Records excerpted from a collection
* * * * * * *

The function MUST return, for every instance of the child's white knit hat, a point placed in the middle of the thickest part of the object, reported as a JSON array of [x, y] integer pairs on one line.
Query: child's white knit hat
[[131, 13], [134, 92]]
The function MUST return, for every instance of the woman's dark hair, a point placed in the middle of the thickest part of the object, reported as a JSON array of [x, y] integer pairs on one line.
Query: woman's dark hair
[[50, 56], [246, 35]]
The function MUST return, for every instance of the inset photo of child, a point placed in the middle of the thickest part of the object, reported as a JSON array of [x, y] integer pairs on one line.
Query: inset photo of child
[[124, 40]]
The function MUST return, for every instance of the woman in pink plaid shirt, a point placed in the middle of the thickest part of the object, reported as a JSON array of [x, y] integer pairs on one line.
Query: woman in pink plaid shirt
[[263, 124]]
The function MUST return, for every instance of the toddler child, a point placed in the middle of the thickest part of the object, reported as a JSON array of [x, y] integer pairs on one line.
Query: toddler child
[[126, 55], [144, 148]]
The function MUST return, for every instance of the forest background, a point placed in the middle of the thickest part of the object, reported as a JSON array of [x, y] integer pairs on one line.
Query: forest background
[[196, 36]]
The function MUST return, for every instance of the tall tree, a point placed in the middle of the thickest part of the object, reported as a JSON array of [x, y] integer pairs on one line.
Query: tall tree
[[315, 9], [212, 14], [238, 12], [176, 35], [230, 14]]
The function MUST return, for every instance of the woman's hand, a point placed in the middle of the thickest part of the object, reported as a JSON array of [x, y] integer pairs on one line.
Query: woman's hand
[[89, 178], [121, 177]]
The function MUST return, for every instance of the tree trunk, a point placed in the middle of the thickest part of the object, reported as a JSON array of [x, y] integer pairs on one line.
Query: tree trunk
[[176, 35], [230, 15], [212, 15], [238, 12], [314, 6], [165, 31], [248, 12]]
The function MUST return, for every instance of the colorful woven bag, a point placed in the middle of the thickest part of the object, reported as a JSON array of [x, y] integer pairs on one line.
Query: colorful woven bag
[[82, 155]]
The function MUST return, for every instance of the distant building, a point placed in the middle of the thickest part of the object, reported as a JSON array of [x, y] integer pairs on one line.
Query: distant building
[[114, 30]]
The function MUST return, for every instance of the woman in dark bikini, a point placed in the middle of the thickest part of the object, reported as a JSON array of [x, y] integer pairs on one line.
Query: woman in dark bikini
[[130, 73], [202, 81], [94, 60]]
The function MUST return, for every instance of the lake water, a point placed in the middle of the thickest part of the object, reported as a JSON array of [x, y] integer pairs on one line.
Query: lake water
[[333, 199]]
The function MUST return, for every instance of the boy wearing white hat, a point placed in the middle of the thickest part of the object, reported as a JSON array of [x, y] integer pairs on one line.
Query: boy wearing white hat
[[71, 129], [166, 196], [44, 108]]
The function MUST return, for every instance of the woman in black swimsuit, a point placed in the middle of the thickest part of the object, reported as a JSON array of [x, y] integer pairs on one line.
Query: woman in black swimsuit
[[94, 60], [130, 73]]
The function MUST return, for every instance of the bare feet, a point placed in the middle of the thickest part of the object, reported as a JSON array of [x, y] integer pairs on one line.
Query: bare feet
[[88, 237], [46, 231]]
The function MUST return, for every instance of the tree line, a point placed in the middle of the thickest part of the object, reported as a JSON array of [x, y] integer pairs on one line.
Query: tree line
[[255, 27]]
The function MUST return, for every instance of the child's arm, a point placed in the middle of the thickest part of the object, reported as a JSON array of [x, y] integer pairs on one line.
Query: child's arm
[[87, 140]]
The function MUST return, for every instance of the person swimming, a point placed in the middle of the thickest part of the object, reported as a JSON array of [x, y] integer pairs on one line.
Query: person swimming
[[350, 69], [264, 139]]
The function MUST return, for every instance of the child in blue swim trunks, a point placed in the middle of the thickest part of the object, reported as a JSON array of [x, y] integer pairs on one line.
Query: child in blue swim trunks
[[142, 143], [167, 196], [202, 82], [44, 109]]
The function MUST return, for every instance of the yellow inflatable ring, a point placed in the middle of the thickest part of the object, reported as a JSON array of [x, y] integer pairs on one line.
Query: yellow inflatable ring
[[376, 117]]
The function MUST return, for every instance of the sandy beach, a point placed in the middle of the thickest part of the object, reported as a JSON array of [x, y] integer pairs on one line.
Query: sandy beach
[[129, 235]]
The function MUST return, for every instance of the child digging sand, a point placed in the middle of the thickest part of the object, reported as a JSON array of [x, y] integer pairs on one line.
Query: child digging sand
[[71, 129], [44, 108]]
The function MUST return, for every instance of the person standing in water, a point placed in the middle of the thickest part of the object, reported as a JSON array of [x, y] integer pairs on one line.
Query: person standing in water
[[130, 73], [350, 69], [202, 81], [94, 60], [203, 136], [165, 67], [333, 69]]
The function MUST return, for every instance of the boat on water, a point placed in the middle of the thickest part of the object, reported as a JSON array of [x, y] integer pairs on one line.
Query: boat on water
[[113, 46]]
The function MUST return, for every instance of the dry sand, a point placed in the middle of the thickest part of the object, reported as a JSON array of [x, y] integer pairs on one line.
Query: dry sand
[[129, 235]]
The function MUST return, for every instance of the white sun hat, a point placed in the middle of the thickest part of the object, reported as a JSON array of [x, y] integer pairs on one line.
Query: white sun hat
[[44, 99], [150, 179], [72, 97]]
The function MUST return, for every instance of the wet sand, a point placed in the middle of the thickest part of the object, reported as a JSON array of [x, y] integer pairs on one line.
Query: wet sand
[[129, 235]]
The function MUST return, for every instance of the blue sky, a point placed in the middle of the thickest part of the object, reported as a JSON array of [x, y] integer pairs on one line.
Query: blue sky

* * * * * * *

● THE TASK: Convert the records above into a JSON array of strings, with each line as its own string. Omit blank lines.

● RESPONSE:
[
  "The function MUST return, for every instance of the child's white knit hat, a point placed in the middle of the thickest part of the object, reported as a JSON array of [x, y] integer pairs on one line.",
  "Query: child's white knit hat",
  "[[131, 13], [134, 92]]",
  "The function MUST return, for every instance of the woman's dark hair, a point placed in the middle of the thickest part of the object, reported as a JSON array of [x, y] integer pairs on one line.",
  "Query: woman's dark hair",
  "[[50, 56], [246, 35]]",
  "The function MUST return, for every instance of the inset photo of child, a point placed in the middle of the thickest part of the object, reported as a JSON array of [x, y] integer pairs on one line.",
  "Query: inset photo of child",
  "[[124, 40]]",
  "The function MUST return, for every instance of the woman in pink plaid shirt, a point placed in the middle of the thickest part of the object, reported as a JSON array of [x, y] integer pairs on one line.",
  "Query: woman in pink plaid shirt",
  "[[263, 124]]",
  "The function MUST return, for every instance of the toddler child, a point placed in the middle of the thickest part of the object, reported as a JSON array of [x, y] integer pairs on one line.",
  "Query: toddler child",
  "[[126, 55], [144, 148]]",
  "The function MUST return, for every instance of the forest background, a point placed in the middle of the thickest part of the object, reported as a JSON array of [x, y] integer pairs on one line.",
  "Query: forest background",
  "[[196, 36]]",
  "The function MUST return, for every instance of the tall tree, a point placed in the middle of the thickest part of the object, reported as a JSON array of [x, y] integer pairs on one line.",
  "Query: tall tree",
  "[[315, 9], [212, 14], [238, 12], [176, 35], [230, 14]]",
  "The function MUST return, for every instance of the woman's hand, a point placed in the middle of the thickest part of the object, reported as a JSON array of [x, y] integer pairs on one line.",
  "Query: woman's hand",
  "[[89, 178], [121, 177]]",
  "The function MUST return, for every instance of the tree trunk, a point placed in the middle of the thickest part of the object, reported as a JSON array of [x, y] integer pairs on one line.",
  "Query: tree trunk",
  "[[176, 35], [230, 15], [212, 15], [238, 12], [314, 6], [165, 31], [248, 12]]",
  "The function MUST return, for every instance of the colorful woven bag, a point placed in the middle of the thickest part of the object, reported as a JSON array of [x, y] integer pairs on one line.",
  "Query: colorful woven bag",
  "[[82, 155]]",
  "The function MUST return, for every instance of the distant building, a point placed in the middle of the thickest part of the object, reported as a JSON array of [x, y] integer pairs on one line.",
  "Query: distant building",
  "[[114, 30]]",
  "The function MUST return, for every instance of the woman in dark bikini, a point placed in the middle of the thickest part of the object, reported as a JSON array of [x, y] integer pairs on one line.",
  "Query: woman in dark bikini",
  "[[130, 73], [202, 81], [94, 60]]",
  "The function MUST return, for every instance of the lake water, a point placed in the middle of the thickest part of the object, reported as a JSON array of [x, y] integer pairs on one line.",
  "Query: lake water",
  "[[333, 199]]",
  "The function MUST return, for every instance of the boy wearing white hat, a point placed in the middle of the thickest part of the object, reported as a JSON array of [x, y] integer pairs on one line.",
  "Query: boy wearing white hat",
  "[[71, 129], [166, 196], [44, 108]]",
  "The function MUST return, for every instance of the woman in black swimsuit, a point placed in the middle of the thickest part of the object, reported as a JSON array of [x, y] integer pairs on one line.",
  "Query: woman in black swimsuit",
  "[[94, 60], [130, 73]]",
  "The function MUST return, for every instance of the bare feet, a point placed in the middle of the thickest part of the object, reported as a JSON array of [x, y] integer pairs on one line.",
  "Query: bare feet",
  "[[88, 237], [46, 231]]",
  "The function MUST return, for every instance of the tree line, a point placed in the middle of the thickest part of the object, reported as a JSON array of [x, y] integer pairs on one line.",
  "Query: tree line",
  "[[255, 27]]",
  "The function MUST return, for every instance of the child's arm, a point placed in the middle of the thickest part of the object, reported as a JSON array of [x, y] integer pairs on one line.",
  "Query: child's arm",
  "[[87, 140]]",
  "The function MUST return, for every instance of the person swimming, a point placed in the middle of the thickest part of the object, reported as a JSON array of [x, y] integer pairs on one line.",
  "Query: person swimming",
  "[[350, 69], [264, 139]]",
  "The function MUST return, for every instance of the child in blue swim trunks, a point placed in the middle of the thickest part of the object, reported as a JSON array of [x, y] integer pairs on one line.",
  "Query: child in blue swim trunks",
  "[[142, 143], [167, 196], [202, 82], [44, 109]]",
  "The function MUST return, for every instance of the yellow inflatable ring, a point placed in the middle of the thickest part of the object, reported as a JSON array of [x, y] integer pairs on one line.",
  "Query: yellow inflatable ring",
  "[[376, 117]]",
  "The function MUST return, for every instance of the sandy beach, a point placed in the middle of the thickest part of the object, reported as a JSON array of [x, y] integer pairs on one line.",
  "Query: sandy beach",
  "[[129, 235]]",
  "The function MUST return, for every instance of the child digging sand, a point placed in the middle of the thickest part of the object, reported as a JSON array of [x, y] integer pairs on one line.",
  "Query: child digging sand",
  "[[71, 129], [44, 108]]",
  "The function MUST return, for every instance of the person standing in water, a point placed in the middle of the thickest part of the object, reported as a JSON array of [x, y] integer pairs on one line.",
  "Query: person standing in water",
  "[[130, 73], [350, 69], [202, 81], [94, 60], [203, 136], [165, 67], [333, 69]]",
  "The function MUST return, for every instance of the boat on water, a point placed in the middle of the thickest part of the object, reported as a JSON array of [x, y] integer pairs on one line.",
  "Query: boat on water",
  "[[113, 46]]",
  "The function MUST return, for every instance of the dry sand, a point placed in the middle of the thickest part of the object, reported as a JSON array of [x, y] integer pairs on one line.",
  "Query: dry sand",
  "[[129, 235]]",
  "The function MUST return, for every instance of the white sun hat, a point placed in the middle of the thickest part of the object, reported as a JSON array of [x, y] integer pairs on one line.",
  "Query: white sun hat",
  "[[44, 99], [150, 179], [72, 97]]",
  "The function MUST return, for every instance of the wet sand, a point placed in the middle of the thickest part of the object, reported as a JSON array of [x, y] integer pairs on one line.",
  "Query: wet sand",
  "[[129, 235]]",
  "The function MUST return, for every instance of the blue sky, a point placed in the middle of the thickest part of the object, reported as a JSON array of [x, y] integer pairs on one line.",
  "Query: blue sky"
]